Stored data
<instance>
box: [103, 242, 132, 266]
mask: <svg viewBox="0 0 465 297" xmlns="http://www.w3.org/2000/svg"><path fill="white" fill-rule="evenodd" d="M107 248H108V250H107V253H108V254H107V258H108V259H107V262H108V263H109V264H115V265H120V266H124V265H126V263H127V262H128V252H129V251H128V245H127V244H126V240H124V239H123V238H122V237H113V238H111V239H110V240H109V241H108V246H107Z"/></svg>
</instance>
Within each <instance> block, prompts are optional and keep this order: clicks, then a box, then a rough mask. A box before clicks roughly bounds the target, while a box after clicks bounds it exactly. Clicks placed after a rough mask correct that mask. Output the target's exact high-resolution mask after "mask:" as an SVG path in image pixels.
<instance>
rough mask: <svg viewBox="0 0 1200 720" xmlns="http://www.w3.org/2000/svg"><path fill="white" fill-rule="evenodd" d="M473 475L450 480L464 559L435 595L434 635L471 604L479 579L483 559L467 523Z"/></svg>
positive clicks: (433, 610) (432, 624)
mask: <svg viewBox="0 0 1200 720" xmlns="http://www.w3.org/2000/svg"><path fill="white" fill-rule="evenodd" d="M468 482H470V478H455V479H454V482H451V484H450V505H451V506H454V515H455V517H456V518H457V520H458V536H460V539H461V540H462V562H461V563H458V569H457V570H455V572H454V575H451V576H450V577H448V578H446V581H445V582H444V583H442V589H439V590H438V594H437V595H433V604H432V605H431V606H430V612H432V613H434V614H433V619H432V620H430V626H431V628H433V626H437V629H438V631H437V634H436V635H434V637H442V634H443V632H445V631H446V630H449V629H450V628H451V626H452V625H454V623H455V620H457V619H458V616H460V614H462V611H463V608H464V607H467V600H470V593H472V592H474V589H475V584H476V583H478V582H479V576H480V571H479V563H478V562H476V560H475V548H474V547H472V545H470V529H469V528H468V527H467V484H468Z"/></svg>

Aim of the task >>
The answer is the line with "Within each <instance>" plus every line after it to the last line of the entries above, copied exactly and with no other lines.

Result for this task >>
Within each <instance> block, prompts are optional and keep this order: clicks, then a box, then a rough mask. A box before clicks roughly bounds the target, while a box after clicks bounds it exactly. Clicks placed after a rough mask correct that mask. Output the target's exact high-resolution mask after "mask:" as an SVG path in image pixels.
<instance>
rough mask: <svg viewBox="0 0 1200 720" xmlns="http://www.w3.org/2000/svg"><path fill="white" fill-rule="evenodd" d="M473 475L450 480L464 559L435 595L434 635L471 604L479 579L483 559L467 523Z"/></svg>
positive clicks: (433, 610) (432, 624)
mask: <svg viewBox="0 0 1200 720" xmlns="http://www.w3.org/2000/svg"><path fill="white" fill-rule="evenodd" d="M468 482H470V478H455V479H454V482H451V484H450V505H451V506H454V515H455V517H456V518H457V520H458V536H460V539H461V540H462V562H461V563H458V569H457V570H455V572H454V575H451V576H450V577H448V578H446V581H445V582H444V583H442V589H439V590H438V594H437V595H433V604H432V605H431V606H430V612H432V613H434V614H433V619H432V620H430V626H431V628H433V626H437V629H438V631H437V634H436V635H434V637H442V634H443V632H445V631H446V630H449V629H450V628H451V626H452V625H454V623H455V620H457V619H458V616H460V614H462V611H463V608H464V607H467V600H470V593H472V592H474V589H475V584H476V583H478V582H479V576H480V571H479V563H478V562H476V560H475V548H474V547H472V545H470V529H469V528H468V527H467V484H468Z"/></svg>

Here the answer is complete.